> **Dataset records**:

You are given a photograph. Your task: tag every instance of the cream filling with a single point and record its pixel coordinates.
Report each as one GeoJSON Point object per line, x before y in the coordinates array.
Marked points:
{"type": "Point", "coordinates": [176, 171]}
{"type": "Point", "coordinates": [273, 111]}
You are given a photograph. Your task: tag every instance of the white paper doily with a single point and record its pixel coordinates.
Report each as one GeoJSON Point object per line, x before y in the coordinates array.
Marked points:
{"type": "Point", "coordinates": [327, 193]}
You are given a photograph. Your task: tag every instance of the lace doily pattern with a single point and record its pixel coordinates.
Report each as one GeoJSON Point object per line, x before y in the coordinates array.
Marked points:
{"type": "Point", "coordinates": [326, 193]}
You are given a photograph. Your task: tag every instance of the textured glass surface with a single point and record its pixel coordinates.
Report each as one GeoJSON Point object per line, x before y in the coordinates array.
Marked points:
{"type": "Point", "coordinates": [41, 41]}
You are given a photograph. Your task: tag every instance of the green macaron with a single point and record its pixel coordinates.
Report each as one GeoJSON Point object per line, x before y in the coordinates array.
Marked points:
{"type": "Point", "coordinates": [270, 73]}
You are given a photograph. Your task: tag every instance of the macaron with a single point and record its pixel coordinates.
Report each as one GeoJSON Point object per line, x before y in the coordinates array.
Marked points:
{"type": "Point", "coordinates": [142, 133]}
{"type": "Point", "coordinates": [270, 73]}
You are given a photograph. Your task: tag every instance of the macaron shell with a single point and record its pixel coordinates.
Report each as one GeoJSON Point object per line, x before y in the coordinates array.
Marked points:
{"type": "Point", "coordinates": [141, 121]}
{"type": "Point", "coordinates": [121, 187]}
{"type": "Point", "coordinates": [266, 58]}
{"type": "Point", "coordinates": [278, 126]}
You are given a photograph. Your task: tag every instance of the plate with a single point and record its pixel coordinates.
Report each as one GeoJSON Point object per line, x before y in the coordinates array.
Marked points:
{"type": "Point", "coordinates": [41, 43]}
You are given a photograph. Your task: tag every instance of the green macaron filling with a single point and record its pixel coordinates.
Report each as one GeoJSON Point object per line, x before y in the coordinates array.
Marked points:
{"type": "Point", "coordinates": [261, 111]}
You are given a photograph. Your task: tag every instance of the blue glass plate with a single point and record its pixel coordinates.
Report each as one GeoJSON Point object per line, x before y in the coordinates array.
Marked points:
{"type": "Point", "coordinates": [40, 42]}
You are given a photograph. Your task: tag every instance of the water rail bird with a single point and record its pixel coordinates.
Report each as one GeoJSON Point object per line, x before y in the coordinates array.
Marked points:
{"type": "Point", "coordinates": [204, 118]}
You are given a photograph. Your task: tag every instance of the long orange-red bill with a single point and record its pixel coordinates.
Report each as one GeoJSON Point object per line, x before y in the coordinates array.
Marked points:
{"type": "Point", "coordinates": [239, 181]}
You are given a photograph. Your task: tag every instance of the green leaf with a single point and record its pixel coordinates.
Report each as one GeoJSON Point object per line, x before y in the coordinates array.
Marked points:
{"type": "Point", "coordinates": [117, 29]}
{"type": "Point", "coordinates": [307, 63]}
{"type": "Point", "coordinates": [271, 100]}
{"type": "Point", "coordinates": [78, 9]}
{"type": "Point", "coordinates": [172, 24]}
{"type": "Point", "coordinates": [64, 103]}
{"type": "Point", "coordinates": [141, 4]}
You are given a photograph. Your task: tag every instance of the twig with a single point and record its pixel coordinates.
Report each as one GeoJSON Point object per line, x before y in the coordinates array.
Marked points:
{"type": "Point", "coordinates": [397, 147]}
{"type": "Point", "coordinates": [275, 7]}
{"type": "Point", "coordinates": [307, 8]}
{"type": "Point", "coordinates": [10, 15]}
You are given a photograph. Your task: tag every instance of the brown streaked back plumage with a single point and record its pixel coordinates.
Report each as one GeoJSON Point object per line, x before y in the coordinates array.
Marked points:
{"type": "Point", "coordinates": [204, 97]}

> **What you need to do**:
The records above should be returned exactly.

> **Full solution**:
You are given a photograph. Your task: tag every instance of the cream filling with a single point and record its pixel coordinates.
Report each as one GeoJSON Point object per line, x before y in the coordinates array.
Marked points:
{"type": "Point", "coordinates": [176, 171]}
{"type": "Point", "coordinates": [273, 111]}
You are given a photograph. Your task: tag every instance of the white paper doily with a single point and record its pixel coordinates.
Report each as one GeoJSON Point object per line, x before y in the coordinates array.
Marked points:
{"type": "Point", "coordinates": [327, 193]}
You are given a photograph. Your task: tag every instance of the lace doily pattern with a single point and record its pixel coordinates.
Report each as one GeoJSON Point object per line, x before y in the coordinates array.
Marked points:
{"type": "Point", "coordinates": [326, 193]}
You are given a photograph. Your task: tag every instance of the textured glass surface with a single point and record its pixel coordinates.
Report each as one GeoJSON Point object per line, x before y in the coordinates array.
Marked points:
{"type": "Point", "coordinates": [41, 41]}
You are given a photograph. Your task: tag every instance of the green macaron with a single point and record its pixel coordinates.
Report each as one GeoJSON Point object per line, x before y in the coordinates array.
Marked points:
{"type": "Point", "coordinates": [270, 73]}
You are given a photograph. Your task: tag every instance of the macaron with a single point and record its pixel coordinates.
Report each as one GeoJSON Point object per line, x before y in the coordinates array.
Marked points:
{"type": "Point", "coordinates": [142, 133]}
{"type": "Point", "coordinates": [270, 73]}
You are given a photograph. Your task: tag every instance of the macaron shell with a single point and record its pixel coordinates.
Report each as one GeoJSON Point object per line, x before y in the coordinates array.
Marked points:
{"type": "Point", "coordinates": [141, 121]}
{"type": "Point", "coordinates": [121, 187]}
{"type": "Point", "coordinates": [266, 58]}
{"type": "Point", "coordinates": [278, 126]}
You are given a photograph. Your task: tag every instance of the plate with a single point and record its pixel coordinates.
Report each as one GeoJSON Point object per line, x before y in the coordinates array.
Marked points:
{"type": "Point", "coordinates": [41, 43]}
You are given a photograph. Your task: tag every instance of the green macaron filling with a single point and record its pixel coordinates.
Report each as one GeoJSON Point object per line, x before y in the coordinates array.
Marked points:
{"type": "Point", "coordinates": [261, 111]}
You are given a photograph. Your task: tag every instance of the blue glass plate with a single point and record its pixel coordinates.
Report each as one GeoJSON Point object per line, x before y in the coordinates array.
Marked points:
{"type": "Point", "coordinates": [40, 42]}
You are given a photograph. Your task: tag every instance of the water rail bird with a single point and record its pixel coordinates.
Report each as one GeoJSON Point object per line, x before y in the coordinates array.
Marked points:
{"type": "Point", "coordinates": [204, 118]}
You are given a photograph. Your task: tag every instance of the long orange-red bill with a single point and record its pixel coordinates.
Report each as one GeoJSON Point object per line, x before y in the coordinates array.
Marked points:
{"type": "Point", "coordinates": [239, 181]}
You are given a photograph. Your task: tag every instance of the green leaf with a single point and record its pixel coordinates.
Report each as one GeoJSON Point object per line, x before y in the coordinates array.
Marked points:
{"type": "Point", "coordinates": [117, 29]}
{"type": "Point", "coordinates": [307, 63]}
{"type": "Point", "coordinates": [271, 100]}
{"type": "Point", "coordinates": [78, 9]}
{"type": "Point", "coordinates": [172, 24]}
{"type": "Point", "coordinates": [64, 103]}
{"type": "Point", "coordinates": [141, 4]}
You are given a photograph. Your task: tag every instance of the twig with a single point and record its pixel coordinates.
Report each as one GeoJSON Point object per line, x before y in the coordinates array.
Marked points:
{"type": "Point", "coordinates": [397, 147]}
{"type": "Point", "coordinates": [275, 7]}
{"type": "Point", "coordinates": [307, 8]}
{"type": "Point", "coordinates": [10, 15]}
You are given a photograph. Your task: tag every instance of the brown streaked back plumage with a single point and record its pixel coordinates.
Report each as one GeoJSON Point object per line, x before y in the coordinates array.
Marked points:
{"type": "Point", "coordinates": [204, 97]}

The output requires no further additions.